◆ **LIST OF TASKS**:
a) List every TCP connection state name that appears in the TCP termination report.
b) Reproduce the TCP termination report from "I’m currently investigating" up to and including "in our system.".

◆ **PROVIDED TEXT**:
════════════════════
Description Marko 2025-03-07 19:35:26 UTC
Created attachment 307779 [details]
Wireshark_cutout

Dear Linux Community,

I’m currently investigating a complex issue related to TCP connection termination and would appreciate your insights to help clarify the situation.

Background

We have a complex network setup involving multiple hops and a special implementation on the mobile provider side.

Given this setup, we rely heavily on TCP connections being gracefully closed—following the standard FIN → FIN-ACK → ACK sequence.

The Problem

For the past few months, we have been struggling with an issue where the final ACK from our client is not being sent, leaving the connection stuck in CLOSE_WAIT or LAST_ACK state on the receiver's side. This behavior is causing significant issues in our system.

What We've Tried

1.       Application-Level Investigation
o    Initially, we suspected an issue in our implementation.
o    We rebuilt several applications, but the final ACK was consistently missing.
o    We even tested with different programming languages and libraries—same issue.
2.       Kernel & TCP Stack Configuration
o    We modified various TCP stack parameters, but none of the changes resolved the problem.
Findings

To isolate the issue, we started testing with different Linux kernel versions:

·         Our current used version5.15.123 (KERNEL.PLATFORM.2.0.r10-05800-kernel.0) → Final ACK is missing, connections remain in FIN_WAIT_2.
·         5.15.104 (KERNEL.PLATFORM.2.0.r10-04600-kernel.0) → Final ACK is sent, connections close correctly.
════════════════════
◆ **SUPPLIED ENTRIES**:
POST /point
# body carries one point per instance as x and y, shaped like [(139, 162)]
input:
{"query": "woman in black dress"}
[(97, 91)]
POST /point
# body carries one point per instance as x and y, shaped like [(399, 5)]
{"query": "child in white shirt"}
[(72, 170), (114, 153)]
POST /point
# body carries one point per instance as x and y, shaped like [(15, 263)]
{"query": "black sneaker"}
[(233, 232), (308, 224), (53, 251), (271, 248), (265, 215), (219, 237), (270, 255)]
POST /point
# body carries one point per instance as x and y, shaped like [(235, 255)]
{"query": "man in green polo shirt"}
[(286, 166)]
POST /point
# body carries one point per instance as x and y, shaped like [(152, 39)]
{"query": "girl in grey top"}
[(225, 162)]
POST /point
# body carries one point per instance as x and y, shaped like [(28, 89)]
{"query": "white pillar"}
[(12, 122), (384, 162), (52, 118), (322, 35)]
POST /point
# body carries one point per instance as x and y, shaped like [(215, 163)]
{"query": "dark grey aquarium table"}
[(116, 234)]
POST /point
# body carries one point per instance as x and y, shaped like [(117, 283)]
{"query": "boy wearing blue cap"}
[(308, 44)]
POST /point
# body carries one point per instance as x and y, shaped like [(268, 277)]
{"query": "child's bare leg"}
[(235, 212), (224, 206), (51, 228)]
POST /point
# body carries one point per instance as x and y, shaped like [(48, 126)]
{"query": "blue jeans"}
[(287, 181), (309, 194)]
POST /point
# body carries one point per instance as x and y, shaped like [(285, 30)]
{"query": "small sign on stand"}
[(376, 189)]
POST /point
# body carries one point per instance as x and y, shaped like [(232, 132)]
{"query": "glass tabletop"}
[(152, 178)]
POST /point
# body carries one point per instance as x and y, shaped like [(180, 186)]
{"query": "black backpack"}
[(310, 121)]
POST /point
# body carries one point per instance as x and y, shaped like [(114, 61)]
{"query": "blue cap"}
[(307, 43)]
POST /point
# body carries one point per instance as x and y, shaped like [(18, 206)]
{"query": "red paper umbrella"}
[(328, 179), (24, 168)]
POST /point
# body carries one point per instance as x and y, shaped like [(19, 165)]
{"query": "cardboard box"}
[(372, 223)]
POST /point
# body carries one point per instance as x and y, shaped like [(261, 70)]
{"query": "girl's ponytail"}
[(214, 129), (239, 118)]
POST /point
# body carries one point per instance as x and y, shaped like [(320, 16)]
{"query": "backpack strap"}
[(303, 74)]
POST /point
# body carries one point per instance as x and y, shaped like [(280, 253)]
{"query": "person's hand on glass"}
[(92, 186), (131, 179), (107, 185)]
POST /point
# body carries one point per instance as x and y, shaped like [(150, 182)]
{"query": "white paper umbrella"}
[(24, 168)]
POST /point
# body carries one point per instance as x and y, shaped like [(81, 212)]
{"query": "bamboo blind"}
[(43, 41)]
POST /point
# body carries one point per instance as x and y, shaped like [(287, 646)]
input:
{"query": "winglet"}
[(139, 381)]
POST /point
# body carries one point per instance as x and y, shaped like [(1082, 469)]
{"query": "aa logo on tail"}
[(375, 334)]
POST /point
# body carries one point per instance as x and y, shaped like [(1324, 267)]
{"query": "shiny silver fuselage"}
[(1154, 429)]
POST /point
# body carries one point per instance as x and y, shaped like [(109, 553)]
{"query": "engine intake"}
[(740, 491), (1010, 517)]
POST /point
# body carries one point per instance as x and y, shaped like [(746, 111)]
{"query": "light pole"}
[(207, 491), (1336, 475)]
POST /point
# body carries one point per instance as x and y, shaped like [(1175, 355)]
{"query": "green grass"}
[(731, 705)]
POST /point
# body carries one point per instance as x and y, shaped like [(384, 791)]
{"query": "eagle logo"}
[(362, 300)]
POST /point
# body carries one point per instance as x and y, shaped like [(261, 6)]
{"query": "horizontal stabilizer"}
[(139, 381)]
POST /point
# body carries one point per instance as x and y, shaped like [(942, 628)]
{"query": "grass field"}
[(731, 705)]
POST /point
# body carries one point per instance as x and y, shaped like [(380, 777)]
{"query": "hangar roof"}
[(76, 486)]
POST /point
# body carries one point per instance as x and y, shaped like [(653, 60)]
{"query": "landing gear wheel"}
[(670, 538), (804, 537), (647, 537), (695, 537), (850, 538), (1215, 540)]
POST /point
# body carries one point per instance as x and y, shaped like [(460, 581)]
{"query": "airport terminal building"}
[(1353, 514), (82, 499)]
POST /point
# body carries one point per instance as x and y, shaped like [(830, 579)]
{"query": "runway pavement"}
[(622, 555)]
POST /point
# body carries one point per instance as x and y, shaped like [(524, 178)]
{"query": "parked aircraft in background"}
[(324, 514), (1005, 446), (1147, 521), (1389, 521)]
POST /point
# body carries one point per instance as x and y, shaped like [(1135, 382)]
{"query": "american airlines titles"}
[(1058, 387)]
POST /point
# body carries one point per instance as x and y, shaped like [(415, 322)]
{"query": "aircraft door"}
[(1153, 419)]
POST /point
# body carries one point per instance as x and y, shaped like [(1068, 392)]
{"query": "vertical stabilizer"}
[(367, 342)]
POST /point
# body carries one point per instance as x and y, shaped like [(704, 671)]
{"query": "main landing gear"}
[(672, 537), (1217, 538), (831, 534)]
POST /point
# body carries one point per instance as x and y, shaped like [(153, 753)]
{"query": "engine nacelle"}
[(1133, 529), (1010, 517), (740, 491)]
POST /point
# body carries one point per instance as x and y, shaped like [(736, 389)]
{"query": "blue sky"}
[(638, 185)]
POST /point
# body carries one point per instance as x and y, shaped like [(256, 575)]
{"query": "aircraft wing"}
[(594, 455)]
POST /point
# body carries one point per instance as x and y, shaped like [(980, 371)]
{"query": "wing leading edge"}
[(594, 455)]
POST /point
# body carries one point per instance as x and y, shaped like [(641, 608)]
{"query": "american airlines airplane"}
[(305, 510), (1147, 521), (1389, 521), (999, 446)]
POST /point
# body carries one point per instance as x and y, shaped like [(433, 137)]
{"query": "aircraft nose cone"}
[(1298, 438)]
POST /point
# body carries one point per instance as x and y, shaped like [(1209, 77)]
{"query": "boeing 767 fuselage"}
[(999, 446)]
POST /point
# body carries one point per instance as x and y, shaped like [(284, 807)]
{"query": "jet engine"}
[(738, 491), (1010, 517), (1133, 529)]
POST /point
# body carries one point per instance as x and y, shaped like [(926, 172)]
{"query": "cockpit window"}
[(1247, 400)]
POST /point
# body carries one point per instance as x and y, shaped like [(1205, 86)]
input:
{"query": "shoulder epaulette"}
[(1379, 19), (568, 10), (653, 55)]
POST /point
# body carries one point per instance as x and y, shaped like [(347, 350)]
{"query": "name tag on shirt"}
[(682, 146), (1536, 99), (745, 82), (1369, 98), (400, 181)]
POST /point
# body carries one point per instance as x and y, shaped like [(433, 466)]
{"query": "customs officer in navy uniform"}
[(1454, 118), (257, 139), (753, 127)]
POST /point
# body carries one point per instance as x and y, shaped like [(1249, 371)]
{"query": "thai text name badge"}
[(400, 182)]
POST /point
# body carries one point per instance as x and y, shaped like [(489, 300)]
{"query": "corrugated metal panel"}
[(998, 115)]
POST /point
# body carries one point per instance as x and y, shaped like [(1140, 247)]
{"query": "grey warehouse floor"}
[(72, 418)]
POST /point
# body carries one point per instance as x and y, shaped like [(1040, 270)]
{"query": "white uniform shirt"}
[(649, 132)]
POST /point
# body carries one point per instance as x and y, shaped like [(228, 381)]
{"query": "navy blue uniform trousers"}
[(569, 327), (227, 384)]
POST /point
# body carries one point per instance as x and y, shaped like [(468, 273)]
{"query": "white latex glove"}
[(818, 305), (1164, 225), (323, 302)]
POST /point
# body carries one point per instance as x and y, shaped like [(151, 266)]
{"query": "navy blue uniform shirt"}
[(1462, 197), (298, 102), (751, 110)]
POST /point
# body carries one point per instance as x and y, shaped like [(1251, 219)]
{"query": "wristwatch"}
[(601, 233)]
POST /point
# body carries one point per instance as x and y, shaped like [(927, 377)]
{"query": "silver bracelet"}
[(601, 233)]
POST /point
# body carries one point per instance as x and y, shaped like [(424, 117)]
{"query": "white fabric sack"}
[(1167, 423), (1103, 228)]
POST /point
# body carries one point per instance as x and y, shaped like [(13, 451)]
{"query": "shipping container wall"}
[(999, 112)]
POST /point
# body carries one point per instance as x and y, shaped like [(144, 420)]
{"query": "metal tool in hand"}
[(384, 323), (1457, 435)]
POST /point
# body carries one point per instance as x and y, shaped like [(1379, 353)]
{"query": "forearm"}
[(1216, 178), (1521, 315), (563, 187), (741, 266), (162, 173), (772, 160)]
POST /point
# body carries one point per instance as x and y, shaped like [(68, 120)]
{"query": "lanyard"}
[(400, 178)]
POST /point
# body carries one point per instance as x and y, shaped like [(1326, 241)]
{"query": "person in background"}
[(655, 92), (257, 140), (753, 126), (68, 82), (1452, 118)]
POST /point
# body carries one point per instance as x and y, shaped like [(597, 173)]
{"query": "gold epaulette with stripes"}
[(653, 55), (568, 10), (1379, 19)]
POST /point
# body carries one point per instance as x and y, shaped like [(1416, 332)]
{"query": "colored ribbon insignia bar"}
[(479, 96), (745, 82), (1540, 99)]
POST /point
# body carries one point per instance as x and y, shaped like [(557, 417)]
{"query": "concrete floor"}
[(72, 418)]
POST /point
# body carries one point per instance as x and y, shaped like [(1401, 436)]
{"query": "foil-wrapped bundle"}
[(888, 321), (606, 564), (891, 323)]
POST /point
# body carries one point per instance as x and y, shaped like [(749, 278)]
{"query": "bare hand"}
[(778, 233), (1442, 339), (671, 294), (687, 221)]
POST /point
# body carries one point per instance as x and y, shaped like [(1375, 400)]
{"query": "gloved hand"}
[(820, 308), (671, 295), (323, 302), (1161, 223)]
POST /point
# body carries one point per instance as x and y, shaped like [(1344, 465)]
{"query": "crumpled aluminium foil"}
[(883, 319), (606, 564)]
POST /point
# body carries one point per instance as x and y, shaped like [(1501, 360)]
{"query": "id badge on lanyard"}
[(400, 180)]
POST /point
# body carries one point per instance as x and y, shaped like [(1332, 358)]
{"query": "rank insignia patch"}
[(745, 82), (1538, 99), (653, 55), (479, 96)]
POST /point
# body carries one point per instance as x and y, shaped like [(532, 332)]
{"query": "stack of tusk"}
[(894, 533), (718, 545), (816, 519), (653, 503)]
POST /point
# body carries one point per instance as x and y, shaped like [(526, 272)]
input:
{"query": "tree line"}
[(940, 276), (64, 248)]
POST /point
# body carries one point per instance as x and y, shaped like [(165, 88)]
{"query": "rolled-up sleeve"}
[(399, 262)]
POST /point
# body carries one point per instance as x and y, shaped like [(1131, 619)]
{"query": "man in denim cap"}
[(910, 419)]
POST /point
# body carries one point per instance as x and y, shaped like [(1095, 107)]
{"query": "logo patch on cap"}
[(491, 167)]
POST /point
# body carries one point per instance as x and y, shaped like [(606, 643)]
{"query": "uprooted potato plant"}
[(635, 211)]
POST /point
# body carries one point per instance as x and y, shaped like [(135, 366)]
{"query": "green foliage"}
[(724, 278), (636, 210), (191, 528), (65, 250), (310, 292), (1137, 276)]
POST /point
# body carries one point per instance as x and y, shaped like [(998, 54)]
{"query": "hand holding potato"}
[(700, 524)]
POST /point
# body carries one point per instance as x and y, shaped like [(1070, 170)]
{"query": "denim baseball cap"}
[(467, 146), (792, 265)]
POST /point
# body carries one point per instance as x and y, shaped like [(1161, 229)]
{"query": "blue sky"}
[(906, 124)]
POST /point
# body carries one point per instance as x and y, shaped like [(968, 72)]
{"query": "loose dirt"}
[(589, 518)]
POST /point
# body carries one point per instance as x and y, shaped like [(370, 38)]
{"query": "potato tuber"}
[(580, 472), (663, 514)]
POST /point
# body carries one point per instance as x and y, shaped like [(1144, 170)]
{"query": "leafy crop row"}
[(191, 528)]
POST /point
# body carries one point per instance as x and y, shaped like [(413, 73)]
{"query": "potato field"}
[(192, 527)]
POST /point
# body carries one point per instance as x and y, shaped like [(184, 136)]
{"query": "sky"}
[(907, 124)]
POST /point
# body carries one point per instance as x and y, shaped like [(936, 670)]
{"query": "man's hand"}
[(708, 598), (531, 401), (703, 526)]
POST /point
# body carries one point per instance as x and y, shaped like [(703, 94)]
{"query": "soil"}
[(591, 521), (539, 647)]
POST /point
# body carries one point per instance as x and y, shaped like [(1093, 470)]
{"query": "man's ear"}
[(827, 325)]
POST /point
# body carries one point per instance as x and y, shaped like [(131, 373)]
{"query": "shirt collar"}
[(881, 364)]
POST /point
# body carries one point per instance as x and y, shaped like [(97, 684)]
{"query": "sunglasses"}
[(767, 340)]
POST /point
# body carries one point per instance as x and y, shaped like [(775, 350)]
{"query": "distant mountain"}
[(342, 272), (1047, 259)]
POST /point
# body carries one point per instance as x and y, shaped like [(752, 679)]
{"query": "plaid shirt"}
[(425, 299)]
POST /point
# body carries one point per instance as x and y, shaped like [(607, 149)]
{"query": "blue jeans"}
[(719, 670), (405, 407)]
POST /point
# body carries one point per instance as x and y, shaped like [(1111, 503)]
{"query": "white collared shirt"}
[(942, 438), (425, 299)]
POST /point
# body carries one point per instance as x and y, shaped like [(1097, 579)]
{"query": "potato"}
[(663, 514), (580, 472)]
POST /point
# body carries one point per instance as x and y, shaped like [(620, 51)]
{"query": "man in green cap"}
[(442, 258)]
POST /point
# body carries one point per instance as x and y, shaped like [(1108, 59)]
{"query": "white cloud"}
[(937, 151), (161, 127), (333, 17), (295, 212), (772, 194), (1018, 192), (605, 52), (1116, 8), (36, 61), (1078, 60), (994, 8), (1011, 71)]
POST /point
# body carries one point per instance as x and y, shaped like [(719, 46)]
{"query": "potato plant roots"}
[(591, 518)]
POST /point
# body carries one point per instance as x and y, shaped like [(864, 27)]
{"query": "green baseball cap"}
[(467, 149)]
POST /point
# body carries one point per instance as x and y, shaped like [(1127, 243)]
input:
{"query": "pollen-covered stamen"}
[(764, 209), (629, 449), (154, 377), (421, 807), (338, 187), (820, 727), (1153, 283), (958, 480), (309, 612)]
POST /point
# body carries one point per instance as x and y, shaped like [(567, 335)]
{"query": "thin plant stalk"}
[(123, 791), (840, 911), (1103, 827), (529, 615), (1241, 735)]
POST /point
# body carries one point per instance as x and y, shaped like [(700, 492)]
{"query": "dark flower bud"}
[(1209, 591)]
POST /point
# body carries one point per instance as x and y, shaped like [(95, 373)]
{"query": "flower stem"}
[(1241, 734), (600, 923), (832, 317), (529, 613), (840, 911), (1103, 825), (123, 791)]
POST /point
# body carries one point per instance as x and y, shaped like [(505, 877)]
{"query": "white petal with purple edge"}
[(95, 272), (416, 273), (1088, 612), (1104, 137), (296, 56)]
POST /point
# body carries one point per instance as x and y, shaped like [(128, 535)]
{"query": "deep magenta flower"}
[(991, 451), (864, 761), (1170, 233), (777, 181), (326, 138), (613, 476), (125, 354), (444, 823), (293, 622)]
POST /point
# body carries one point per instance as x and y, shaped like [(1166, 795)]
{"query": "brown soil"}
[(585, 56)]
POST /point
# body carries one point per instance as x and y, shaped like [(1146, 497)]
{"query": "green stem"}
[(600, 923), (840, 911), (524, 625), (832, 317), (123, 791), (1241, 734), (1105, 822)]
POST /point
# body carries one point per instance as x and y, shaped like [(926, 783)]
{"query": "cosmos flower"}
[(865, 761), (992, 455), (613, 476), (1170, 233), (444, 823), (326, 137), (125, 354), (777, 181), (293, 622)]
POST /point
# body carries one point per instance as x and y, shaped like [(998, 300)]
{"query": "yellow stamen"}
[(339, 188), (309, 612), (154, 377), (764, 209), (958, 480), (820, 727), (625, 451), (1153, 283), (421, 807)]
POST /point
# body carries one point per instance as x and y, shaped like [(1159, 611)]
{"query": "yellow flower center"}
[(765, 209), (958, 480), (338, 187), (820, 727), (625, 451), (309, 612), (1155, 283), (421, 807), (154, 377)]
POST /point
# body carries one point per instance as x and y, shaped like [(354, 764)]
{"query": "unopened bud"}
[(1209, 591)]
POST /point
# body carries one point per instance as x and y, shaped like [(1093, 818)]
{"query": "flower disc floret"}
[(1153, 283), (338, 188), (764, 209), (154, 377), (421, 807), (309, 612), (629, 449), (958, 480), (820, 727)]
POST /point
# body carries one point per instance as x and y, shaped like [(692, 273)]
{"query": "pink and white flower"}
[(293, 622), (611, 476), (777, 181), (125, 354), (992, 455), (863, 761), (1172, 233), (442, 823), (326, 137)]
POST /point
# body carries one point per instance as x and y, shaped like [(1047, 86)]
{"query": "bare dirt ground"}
════════════════════
◆ **OUTPUTS**:
a)
CLOSE_WAIT
LAST_ACK
FIN_WAIT_2

b)
I’m currently investigating a complex issue related to TCP connection termination and would appreciate your insights to help clarify the situation.

Background

We have a complex network setup involving multiple hops and a special implementation on the mobile provider side.

Given this setup, we rely heavily on TCP connections being gracefully closed—following the standard FIN → FIN-ACK → ACK sequence.

The Problem

For the past few months, we have been struggling with an issue where the final ACK from our client is not being sent, leaving the connection stuck in CLOSE_WAIT or LAST_ACK state on the receiver's side. This behavior is causing significant issues in our system.